- [EXTRAIT CITÉ]:

Le livre que je vais vous conseiller de lire parle d’un sujet qu’on aborde rarement. C’est un livre qui parle d’un tas de choses savantes, dans un vocabulaire abordable, et qui n’hésite pas à évoquer la couleur de votre pipi ou la consistance de votre caca. Bref, un livre qui parle de science avant tout, mais qui adopte une démarche résolument « grand public », et de la lecture duquel vous sortirez probablement un peu plus savant.
Ce livre a fait le succès de son auteur, outre-Rhin: Le charme discret de l’intestin (titre original: Darm mit Charm) s’est en effet vendu à plus d’un million d’exemplaires en Allemagne, et je lui souhaite de connaître le même succès par chez nous. Son auteur, Giulia Enders, ravissante étudiante d’à peine 25 ans, y décrit avec beaucoup d’humour et de pédagogie le fonctionnement de notre appareil digestif. Et j’avoue y avoir appris bien plus de choses que lors de mes cours de sciences-naturelles au siècle dernier…
Le propos de Giulia Enders est à peu près le suivant: l’être humain dispose d’un appareil digestif d’une apparente simplicité, mais qui se révèle d’une richesse fonctionnelle inouïe et d’une très forte capacité d’adaptation, en partie grâce à la multitude de bactéries qui réside dans notre intestin. Comprendre comment fonctionne la digestion et quel regard porter sur ces bactéries, voici le but ultime du Charme discret de l’intestin.
Plus prosaïquement, le livre est découpé en trois parties, dont la lecture progressive permet de mieux appréhender la finesse de notre appareil digestif.

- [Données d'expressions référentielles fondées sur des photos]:
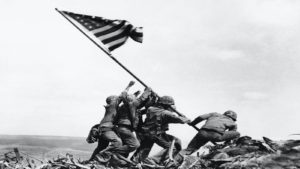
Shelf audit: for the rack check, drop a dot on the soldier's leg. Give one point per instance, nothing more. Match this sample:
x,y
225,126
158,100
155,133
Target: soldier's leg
x,y
198,141
143,151
114,140
102,144
229,135
130,142
165,140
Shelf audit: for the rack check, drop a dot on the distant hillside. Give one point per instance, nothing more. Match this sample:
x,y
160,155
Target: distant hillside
x,y
45,147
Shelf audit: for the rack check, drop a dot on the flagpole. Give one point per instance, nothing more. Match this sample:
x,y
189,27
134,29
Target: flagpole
x,y
114,59
105,51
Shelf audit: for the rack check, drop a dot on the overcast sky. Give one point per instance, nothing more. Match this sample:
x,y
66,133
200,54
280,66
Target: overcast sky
x,y
210,55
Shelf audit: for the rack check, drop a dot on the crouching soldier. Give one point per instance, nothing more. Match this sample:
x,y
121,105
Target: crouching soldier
x,y
218,127
158,117
126,121
107,125
94,136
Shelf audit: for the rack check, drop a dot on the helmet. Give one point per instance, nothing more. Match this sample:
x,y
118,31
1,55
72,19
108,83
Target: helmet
x,y
167,100
131,97
231,114
109,99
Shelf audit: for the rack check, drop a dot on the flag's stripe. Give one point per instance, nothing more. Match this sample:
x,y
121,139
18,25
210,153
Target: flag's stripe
x,y
104,28
114,28
118,32
114,44
137,34
120,35
112,33
117,41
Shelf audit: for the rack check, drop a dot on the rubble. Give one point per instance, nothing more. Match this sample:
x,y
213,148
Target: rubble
x,y
244,152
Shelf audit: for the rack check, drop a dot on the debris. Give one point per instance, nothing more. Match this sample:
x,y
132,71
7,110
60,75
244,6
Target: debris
x,y
245,152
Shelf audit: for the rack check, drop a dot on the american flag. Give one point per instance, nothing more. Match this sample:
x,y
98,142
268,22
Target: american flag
x,y
112,33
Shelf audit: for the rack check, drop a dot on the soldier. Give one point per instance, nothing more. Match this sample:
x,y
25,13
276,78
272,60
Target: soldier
x,y
107,124
127,120
155,127
218,127
94,136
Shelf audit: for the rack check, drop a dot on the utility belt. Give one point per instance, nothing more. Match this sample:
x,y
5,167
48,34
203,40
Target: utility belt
x,y
126,126
105,128
212,130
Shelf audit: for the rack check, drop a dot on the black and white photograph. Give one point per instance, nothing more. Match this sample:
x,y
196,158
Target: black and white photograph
x,y
160,84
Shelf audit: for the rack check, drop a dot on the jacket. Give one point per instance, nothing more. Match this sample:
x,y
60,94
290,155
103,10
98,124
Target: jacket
x,y
216,122
158,119
127,112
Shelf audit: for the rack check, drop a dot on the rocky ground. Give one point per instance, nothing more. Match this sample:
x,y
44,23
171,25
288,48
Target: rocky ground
x,y
244,153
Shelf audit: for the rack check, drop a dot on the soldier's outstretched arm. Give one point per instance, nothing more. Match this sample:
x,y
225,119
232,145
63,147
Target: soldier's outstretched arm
x,y
201,118
171,118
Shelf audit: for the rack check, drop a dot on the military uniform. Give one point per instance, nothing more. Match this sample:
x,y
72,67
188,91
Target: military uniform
x,y
94,136
127,120
154,131
107,126
218,127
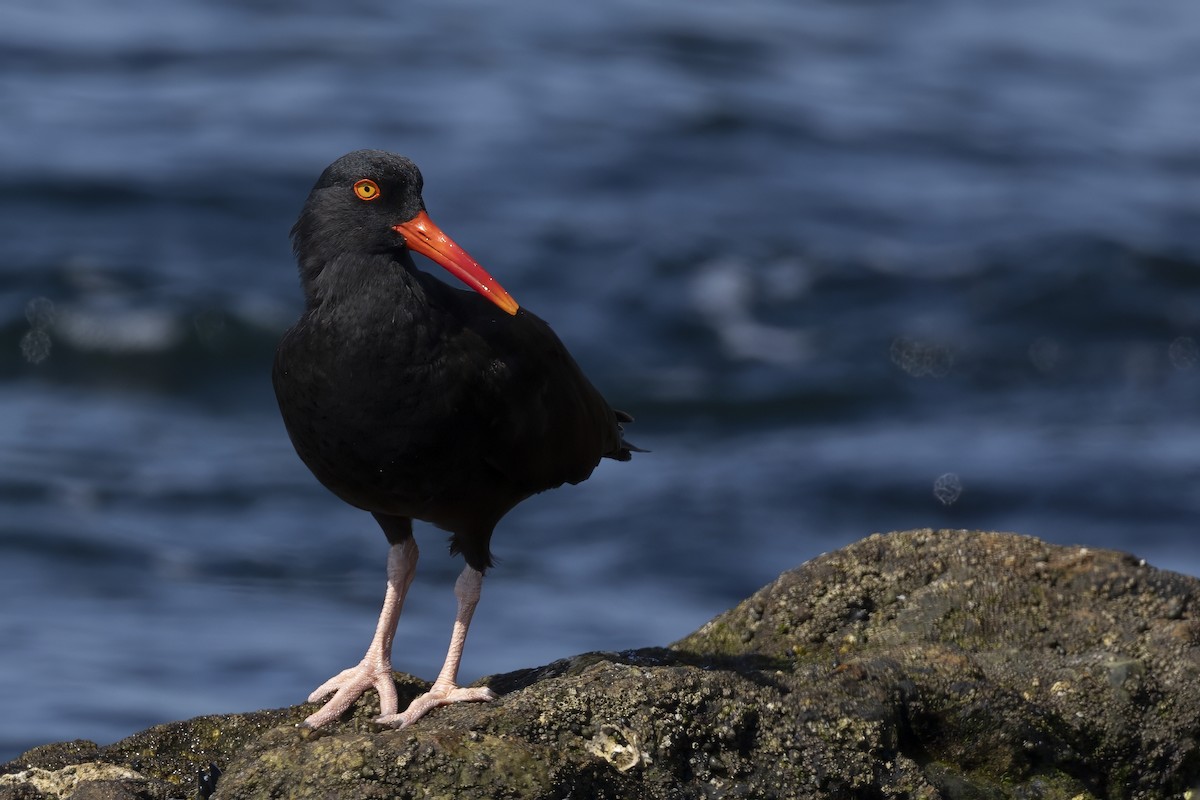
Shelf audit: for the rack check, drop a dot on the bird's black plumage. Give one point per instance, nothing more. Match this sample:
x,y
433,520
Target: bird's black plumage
x,y
415,400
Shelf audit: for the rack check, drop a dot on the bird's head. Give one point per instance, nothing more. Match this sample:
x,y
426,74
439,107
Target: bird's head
x,y
369,202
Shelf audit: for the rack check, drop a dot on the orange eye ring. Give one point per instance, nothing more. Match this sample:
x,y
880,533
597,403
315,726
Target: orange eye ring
x,y
366,190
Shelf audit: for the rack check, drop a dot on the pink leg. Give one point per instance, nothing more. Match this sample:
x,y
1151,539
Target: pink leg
x,y
445,690
375,669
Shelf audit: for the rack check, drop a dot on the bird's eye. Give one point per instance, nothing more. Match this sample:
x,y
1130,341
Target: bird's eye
x,y
366,190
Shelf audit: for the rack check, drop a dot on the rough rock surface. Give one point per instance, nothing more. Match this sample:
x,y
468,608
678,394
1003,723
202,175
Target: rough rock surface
x,y
925,663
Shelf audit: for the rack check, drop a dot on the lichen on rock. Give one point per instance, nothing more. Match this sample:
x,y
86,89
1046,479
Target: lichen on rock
x,y
913,665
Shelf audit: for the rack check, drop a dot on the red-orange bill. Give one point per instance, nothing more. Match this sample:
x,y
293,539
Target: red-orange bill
x,y
425,238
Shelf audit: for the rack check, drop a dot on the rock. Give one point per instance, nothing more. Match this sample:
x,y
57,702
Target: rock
x,y
925,663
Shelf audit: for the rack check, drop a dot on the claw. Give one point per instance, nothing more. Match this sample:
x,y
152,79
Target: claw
x,y
348,686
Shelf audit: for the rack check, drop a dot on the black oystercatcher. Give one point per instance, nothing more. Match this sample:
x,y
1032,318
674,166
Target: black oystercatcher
x,y
414,400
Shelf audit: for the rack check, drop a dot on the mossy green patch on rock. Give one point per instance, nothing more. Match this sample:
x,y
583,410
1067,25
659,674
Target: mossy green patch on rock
x,y
916,665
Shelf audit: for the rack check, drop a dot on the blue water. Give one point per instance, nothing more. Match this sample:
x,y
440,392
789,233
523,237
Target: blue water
x,y
853,266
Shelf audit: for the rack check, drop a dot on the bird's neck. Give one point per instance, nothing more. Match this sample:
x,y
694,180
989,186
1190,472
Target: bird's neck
x,y
366,286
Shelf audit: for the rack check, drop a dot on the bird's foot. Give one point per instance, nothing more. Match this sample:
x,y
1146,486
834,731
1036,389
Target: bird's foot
x,y
349,685
433,698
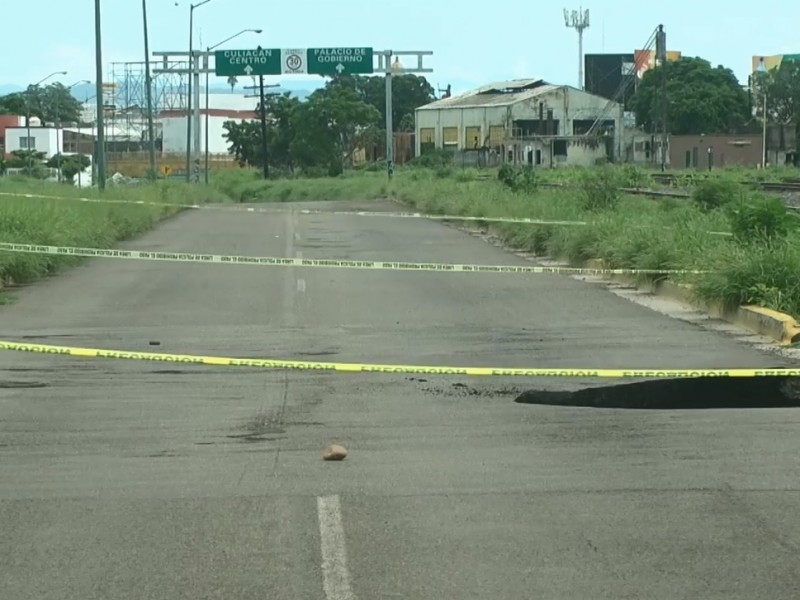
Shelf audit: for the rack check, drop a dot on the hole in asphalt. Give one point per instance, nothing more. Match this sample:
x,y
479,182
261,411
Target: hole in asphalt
x,y
252,437
8,385
700,393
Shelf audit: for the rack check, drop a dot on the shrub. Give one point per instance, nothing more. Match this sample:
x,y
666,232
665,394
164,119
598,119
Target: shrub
x,y
759,217
518,178
600,189
711,194
432,159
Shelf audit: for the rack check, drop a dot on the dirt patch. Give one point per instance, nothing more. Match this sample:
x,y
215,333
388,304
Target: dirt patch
x,y
690,393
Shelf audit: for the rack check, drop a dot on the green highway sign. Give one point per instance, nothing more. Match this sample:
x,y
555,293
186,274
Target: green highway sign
x,y
261,61
339,61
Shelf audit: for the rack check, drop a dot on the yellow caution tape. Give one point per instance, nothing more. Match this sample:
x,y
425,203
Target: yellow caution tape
x,y
273,261
340,367
360,213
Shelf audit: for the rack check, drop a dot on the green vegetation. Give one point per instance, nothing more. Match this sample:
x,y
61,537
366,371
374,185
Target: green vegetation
x,y
702,98
756,262
320,135
63,222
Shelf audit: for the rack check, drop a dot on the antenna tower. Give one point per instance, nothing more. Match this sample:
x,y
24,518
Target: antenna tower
x,y
579,21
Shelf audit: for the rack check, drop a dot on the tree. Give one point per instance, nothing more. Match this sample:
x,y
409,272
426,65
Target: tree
x,y
282,111
409,92
783,94
70,165
330,126
701,98
52,103
244,139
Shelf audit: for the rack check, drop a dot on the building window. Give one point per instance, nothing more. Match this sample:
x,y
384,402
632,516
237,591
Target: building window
x,y
426,135
450,136
473,137
496,135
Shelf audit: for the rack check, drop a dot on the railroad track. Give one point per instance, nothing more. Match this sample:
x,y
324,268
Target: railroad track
x,y
788,185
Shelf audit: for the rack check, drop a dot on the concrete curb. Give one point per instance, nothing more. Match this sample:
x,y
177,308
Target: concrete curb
x,y
780,327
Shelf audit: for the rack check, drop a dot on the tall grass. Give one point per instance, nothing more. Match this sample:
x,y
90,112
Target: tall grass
x,y
759,264
63,221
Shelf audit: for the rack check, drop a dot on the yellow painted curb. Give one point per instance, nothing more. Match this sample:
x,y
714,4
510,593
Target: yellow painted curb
x,y
778,326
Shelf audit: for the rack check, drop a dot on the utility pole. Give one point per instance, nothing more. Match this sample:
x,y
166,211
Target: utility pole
x,y
387,57
263,125
207,71
193,78
661,56
763,75
579,21
148,82
262,99
101,159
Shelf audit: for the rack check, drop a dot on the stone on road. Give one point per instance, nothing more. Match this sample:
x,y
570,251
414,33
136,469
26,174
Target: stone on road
x,y
136,479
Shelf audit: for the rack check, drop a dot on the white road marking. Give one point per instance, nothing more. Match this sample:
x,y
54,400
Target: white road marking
x,y
335,577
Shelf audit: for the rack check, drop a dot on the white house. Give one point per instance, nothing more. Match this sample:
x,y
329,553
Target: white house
x,y
173,127
41,139
526,121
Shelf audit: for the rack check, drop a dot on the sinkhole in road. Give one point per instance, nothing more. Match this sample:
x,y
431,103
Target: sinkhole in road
x,y
773,391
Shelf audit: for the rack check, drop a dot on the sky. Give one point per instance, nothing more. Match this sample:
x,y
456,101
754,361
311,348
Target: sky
x,y
474,42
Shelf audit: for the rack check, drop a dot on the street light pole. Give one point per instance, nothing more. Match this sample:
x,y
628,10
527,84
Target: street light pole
x,y
60,139
148,81
194,73
28,115
208,51
101,159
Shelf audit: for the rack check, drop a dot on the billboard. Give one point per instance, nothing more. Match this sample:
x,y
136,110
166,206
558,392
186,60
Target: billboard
x,y
646,59
605,74
772,62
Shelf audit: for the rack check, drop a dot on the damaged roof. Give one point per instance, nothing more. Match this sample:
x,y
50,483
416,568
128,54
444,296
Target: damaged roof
x,y
501,93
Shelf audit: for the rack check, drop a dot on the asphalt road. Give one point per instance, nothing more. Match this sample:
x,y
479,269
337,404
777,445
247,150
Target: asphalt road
x,y
139,480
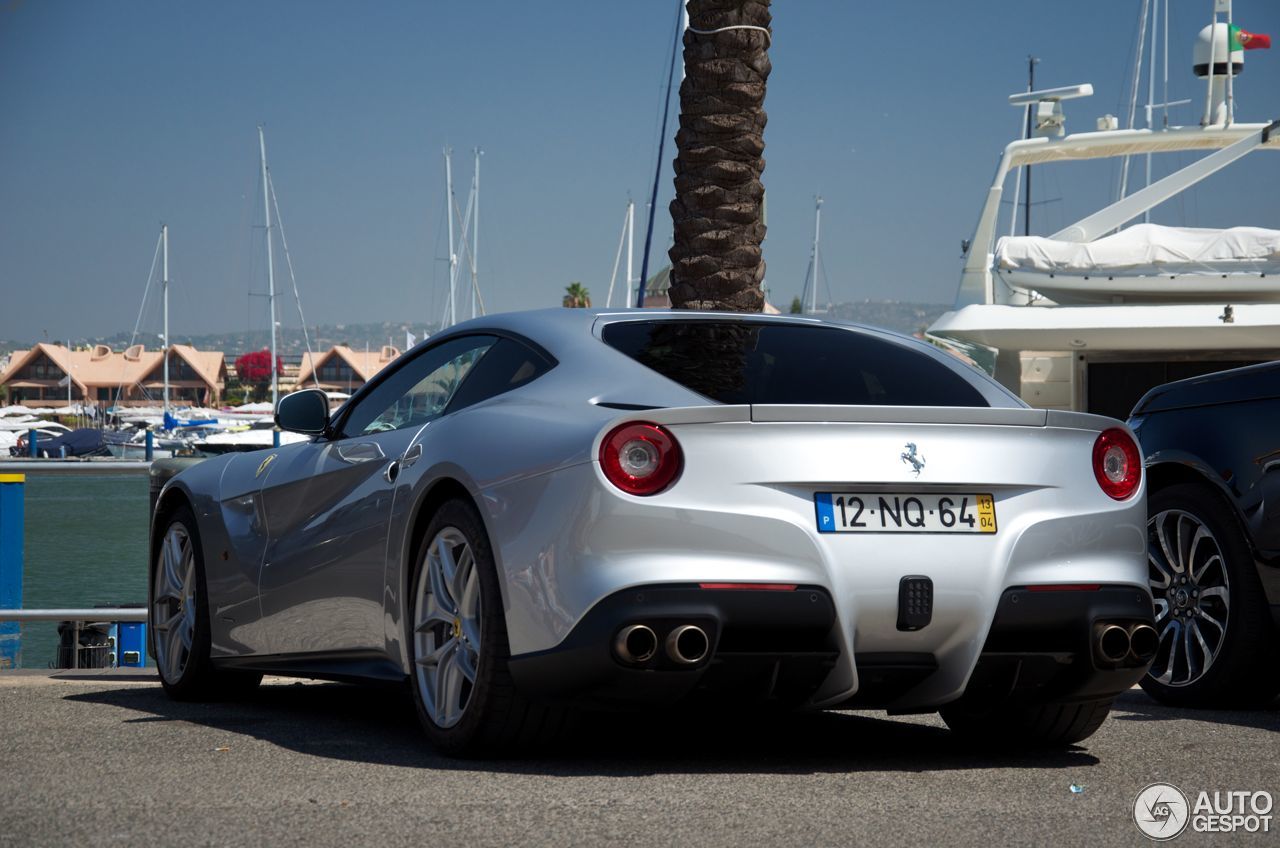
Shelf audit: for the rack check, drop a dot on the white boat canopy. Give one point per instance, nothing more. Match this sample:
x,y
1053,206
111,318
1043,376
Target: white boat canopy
x,y
1147,261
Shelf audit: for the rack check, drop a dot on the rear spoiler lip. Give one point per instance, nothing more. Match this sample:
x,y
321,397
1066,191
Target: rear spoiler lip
x,y
819,414
1006,416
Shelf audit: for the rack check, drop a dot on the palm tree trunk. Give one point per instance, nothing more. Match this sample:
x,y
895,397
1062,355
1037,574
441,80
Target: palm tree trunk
x,y
716,261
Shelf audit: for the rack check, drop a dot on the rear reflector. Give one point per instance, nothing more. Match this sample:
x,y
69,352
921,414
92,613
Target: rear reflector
x,y
1065,587
750,587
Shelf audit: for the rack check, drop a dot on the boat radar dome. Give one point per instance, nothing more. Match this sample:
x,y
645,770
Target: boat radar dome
x,y
1046,106
1216,45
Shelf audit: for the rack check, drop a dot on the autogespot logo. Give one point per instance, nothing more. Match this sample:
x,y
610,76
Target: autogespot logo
x,y
1161,811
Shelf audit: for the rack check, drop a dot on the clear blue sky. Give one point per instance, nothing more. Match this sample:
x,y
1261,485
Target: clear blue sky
x,y
120,115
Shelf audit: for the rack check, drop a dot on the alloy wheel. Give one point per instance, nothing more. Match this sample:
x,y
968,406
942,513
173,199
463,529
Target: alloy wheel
x,y
173,611
1191,587
447,627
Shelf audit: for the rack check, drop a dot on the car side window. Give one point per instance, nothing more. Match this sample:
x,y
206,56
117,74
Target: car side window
x,y
419,391
507,365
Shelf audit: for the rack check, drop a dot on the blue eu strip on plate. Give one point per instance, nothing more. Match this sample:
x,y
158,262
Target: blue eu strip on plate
x,y
826,514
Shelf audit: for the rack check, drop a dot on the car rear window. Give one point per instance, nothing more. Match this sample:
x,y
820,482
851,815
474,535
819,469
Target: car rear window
x,y
757,363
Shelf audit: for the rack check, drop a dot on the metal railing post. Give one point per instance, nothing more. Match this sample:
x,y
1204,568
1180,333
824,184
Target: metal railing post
x,y
10,565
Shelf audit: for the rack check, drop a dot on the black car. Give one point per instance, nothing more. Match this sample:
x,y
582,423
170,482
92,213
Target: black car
x,y
1211,447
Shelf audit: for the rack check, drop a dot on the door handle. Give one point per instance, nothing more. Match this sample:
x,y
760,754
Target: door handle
x,y
361,452
412,455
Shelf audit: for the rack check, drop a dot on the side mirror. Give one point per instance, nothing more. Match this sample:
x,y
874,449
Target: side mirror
x,y
306,411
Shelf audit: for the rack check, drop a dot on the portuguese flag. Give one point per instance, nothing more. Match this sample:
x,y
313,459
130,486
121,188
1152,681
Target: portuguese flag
x,y
1242,40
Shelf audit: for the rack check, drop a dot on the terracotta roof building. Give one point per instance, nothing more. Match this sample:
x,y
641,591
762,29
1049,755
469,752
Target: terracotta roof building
x,y
341,369
132,377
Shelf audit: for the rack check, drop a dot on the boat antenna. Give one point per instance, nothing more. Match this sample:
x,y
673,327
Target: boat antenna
x,y
164,290
624,238
814,256
297,299
475,236
662,144
270,265
1027,172
453,256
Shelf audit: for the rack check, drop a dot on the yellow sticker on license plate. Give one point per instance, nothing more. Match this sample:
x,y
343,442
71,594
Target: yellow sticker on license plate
x,y
904,513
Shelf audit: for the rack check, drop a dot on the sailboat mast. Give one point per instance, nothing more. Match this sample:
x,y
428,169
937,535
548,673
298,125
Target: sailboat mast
x,y
270,265
817,231
631,237
475,233
164,290
453,256
1027,172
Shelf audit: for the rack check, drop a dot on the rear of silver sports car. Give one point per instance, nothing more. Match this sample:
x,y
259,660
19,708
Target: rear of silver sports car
x,y
900,557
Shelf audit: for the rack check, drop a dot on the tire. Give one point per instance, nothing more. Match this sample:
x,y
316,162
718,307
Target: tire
x,y
480,711
1045,725
178,618
1217,643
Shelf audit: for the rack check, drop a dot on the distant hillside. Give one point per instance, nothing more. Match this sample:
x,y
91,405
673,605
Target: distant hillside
x,y
904,317
288,341
897,315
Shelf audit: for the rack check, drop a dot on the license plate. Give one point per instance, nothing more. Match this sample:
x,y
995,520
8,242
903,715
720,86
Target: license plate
x,y
904,513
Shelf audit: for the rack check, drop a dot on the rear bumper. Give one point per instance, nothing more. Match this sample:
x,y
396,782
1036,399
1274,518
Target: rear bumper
x,y
762,646
1041,646
780,646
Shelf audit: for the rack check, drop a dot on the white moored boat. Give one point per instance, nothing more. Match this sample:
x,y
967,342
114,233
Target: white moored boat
x,y
1093,315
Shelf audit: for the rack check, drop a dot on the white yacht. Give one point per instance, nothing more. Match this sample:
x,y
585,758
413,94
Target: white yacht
x,y
1093,315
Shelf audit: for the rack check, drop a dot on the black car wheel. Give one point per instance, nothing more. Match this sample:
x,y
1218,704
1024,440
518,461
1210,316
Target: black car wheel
x,y
1217,643
178,618
1043,725
458,650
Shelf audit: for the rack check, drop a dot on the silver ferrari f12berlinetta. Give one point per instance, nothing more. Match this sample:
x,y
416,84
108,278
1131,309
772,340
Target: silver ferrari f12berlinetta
x,y
571,509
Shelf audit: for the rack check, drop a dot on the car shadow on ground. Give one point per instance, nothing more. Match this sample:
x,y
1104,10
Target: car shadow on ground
x,y
1137,705
380,726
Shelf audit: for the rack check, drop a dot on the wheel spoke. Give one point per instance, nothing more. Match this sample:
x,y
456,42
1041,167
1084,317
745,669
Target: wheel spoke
x,y
448,566
1215,592
440,568
1166,575
163,627
447,689
471,632
173,648
1193,670
169,586
467,661
435,655
461,580
434,616
1171,633
1206,616
1161,610
1197,537
1216,559
1162,537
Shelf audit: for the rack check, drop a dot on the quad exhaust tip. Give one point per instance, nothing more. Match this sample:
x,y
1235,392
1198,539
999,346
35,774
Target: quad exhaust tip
x,y
636,643
1112,643
688,644
1143,642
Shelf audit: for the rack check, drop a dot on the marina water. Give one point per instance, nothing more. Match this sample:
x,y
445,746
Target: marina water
x,y
86,545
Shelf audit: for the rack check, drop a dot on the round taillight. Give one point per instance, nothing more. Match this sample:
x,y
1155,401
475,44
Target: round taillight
x,y
1116,463
640,457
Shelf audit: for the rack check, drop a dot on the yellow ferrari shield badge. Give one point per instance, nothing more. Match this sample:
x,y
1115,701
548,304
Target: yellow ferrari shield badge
x,y
263,466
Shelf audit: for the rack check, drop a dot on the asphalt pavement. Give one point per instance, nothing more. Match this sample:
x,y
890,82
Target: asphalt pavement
x,y
112,761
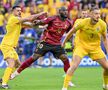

- [CONSIGNE]: Reproduisez mot pour mot le passage de l'extrait cité qui commence aux mots « Plus prosaïquement, le » et s'arrête après les mots « finesse de notre appareil digestif. ». La liste ci-dessus est un matériel distinct de l'extrait cité.

- [VOTRE RÉPONSE]:
Plus prosaïquement, le livre est découpé en trois parties, dont la lecture progressive permet de mieux appréhender la finesse de notre appareil digestif.